# Given problem:
Return every line of the material below that contains the string "blurred". Case counts, so match only that exact capitalization.

# Provided records:
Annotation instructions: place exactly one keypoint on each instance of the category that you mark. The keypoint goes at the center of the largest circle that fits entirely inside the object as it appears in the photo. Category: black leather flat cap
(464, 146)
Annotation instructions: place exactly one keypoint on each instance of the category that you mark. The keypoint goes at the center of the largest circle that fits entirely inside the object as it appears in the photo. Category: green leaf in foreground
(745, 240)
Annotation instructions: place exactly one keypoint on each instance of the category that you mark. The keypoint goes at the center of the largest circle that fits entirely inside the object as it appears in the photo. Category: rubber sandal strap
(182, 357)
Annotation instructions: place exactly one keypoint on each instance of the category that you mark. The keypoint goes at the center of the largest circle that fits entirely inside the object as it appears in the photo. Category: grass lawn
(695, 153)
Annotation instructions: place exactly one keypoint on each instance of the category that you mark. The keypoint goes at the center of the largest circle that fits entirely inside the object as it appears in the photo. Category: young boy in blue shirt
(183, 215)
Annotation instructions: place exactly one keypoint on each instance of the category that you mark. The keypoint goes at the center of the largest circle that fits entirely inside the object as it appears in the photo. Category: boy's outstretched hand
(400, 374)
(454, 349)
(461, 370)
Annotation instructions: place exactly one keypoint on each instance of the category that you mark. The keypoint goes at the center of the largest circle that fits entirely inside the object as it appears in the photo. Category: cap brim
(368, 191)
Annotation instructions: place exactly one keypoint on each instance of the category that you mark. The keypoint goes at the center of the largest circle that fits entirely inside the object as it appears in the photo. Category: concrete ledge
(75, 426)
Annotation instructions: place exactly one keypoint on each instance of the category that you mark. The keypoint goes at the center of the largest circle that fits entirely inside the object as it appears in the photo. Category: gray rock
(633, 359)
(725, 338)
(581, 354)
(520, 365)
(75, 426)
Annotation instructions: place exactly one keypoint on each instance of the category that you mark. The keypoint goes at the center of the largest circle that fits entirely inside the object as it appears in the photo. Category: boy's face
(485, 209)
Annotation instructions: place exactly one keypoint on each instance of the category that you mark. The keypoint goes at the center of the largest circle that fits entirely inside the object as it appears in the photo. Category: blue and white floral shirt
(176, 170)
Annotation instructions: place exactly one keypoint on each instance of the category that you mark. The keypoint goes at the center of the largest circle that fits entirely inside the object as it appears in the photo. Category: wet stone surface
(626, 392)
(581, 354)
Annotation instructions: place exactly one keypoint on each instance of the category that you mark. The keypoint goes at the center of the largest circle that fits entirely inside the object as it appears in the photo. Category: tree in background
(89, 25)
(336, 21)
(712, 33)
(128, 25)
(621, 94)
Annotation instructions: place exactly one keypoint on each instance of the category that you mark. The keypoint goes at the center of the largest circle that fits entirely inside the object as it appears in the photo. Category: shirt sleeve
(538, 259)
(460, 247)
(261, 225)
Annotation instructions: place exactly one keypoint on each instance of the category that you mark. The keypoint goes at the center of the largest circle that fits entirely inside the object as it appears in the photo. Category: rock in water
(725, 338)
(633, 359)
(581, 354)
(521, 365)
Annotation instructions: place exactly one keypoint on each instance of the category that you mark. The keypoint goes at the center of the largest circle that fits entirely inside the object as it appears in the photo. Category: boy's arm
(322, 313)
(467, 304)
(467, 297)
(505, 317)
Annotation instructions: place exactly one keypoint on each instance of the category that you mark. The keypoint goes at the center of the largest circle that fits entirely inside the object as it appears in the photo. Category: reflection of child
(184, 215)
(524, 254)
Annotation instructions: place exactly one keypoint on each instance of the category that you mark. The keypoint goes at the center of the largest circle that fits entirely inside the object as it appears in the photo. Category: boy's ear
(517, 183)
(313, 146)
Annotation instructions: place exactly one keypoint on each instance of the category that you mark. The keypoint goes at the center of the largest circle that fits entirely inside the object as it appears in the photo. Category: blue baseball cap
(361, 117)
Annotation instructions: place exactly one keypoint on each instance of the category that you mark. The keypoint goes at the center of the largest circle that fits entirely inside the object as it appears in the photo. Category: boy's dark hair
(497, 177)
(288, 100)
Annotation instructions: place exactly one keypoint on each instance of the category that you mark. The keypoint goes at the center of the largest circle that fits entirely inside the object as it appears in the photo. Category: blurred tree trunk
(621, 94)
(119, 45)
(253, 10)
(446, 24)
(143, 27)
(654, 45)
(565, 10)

---

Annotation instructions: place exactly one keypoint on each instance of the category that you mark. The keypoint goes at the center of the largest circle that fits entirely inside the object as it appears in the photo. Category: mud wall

--

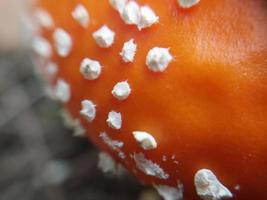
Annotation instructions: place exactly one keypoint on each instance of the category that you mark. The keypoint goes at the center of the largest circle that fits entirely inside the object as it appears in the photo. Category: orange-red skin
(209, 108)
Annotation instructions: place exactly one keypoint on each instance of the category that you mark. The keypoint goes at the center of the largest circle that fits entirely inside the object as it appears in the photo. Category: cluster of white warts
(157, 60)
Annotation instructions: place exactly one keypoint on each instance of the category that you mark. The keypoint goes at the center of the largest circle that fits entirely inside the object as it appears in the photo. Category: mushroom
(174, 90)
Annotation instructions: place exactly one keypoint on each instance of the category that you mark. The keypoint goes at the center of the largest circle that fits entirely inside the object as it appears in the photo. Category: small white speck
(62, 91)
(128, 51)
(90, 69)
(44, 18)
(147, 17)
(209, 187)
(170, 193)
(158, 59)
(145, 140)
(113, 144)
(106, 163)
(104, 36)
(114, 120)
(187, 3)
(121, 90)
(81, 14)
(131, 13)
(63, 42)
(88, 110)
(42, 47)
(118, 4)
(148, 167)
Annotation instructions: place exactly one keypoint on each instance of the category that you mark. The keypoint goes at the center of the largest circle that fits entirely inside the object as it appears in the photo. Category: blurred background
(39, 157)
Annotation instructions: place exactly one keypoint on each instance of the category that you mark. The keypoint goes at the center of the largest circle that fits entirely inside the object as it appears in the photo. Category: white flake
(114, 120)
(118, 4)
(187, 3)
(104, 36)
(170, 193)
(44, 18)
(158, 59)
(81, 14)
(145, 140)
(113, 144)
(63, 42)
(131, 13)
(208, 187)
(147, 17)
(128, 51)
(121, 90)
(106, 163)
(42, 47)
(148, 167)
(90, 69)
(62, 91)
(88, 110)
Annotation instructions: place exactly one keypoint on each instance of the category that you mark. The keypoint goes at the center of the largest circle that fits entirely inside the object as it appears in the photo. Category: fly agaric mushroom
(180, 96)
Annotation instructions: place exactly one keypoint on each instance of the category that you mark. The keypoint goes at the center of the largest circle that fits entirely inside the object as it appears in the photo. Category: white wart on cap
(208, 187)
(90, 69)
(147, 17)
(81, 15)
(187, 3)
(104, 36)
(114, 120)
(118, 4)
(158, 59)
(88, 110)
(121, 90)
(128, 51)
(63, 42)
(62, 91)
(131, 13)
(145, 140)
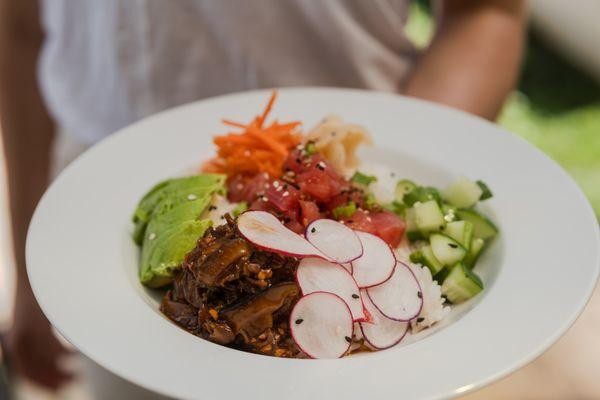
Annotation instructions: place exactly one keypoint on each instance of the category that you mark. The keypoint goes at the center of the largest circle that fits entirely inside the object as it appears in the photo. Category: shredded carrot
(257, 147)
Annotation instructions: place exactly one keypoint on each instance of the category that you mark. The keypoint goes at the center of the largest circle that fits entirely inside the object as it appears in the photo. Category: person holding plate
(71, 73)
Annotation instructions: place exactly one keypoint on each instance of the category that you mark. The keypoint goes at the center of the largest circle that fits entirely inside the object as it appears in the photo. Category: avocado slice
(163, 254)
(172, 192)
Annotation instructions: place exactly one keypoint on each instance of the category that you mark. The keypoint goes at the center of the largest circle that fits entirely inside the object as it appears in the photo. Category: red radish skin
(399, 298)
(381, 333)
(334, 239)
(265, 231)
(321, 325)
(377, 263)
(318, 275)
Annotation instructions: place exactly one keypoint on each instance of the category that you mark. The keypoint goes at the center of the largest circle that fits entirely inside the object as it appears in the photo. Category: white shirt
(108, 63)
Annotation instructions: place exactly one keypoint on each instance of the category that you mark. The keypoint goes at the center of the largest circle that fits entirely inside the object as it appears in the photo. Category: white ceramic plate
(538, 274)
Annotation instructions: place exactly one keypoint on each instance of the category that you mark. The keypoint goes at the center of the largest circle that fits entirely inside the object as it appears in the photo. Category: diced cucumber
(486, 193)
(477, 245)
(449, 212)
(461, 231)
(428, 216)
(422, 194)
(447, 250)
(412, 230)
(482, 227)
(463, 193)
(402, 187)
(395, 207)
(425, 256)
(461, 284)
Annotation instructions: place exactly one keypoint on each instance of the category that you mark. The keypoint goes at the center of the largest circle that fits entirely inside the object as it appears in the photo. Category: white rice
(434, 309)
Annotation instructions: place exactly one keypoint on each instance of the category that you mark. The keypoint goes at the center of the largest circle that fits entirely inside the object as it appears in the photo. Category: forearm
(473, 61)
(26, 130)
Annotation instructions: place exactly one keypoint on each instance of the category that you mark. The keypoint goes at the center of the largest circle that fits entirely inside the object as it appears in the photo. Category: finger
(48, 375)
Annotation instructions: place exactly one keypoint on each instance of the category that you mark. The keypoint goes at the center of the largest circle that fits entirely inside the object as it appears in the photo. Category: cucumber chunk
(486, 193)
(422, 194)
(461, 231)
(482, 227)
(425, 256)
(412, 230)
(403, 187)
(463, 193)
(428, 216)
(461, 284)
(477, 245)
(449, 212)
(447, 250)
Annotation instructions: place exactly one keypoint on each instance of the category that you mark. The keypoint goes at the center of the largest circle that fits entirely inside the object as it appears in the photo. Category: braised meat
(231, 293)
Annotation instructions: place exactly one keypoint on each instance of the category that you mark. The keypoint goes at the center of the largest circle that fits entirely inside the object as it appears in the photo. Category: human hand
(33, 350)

# Correct output:
Annotation instructions: place exactly one keypoint on each instance of the category that you mark. The keypoint goes at the center of the largest circle that fits entirely inside the object as it appears in the photo. Category: blurred tree trunk
Annotation instructions: place exactly one keypoint on each instance of the category that you mark. The keypoint goes at the center of the largest circle that fits entirely inside the object as it appears in the photo. Category: blurred background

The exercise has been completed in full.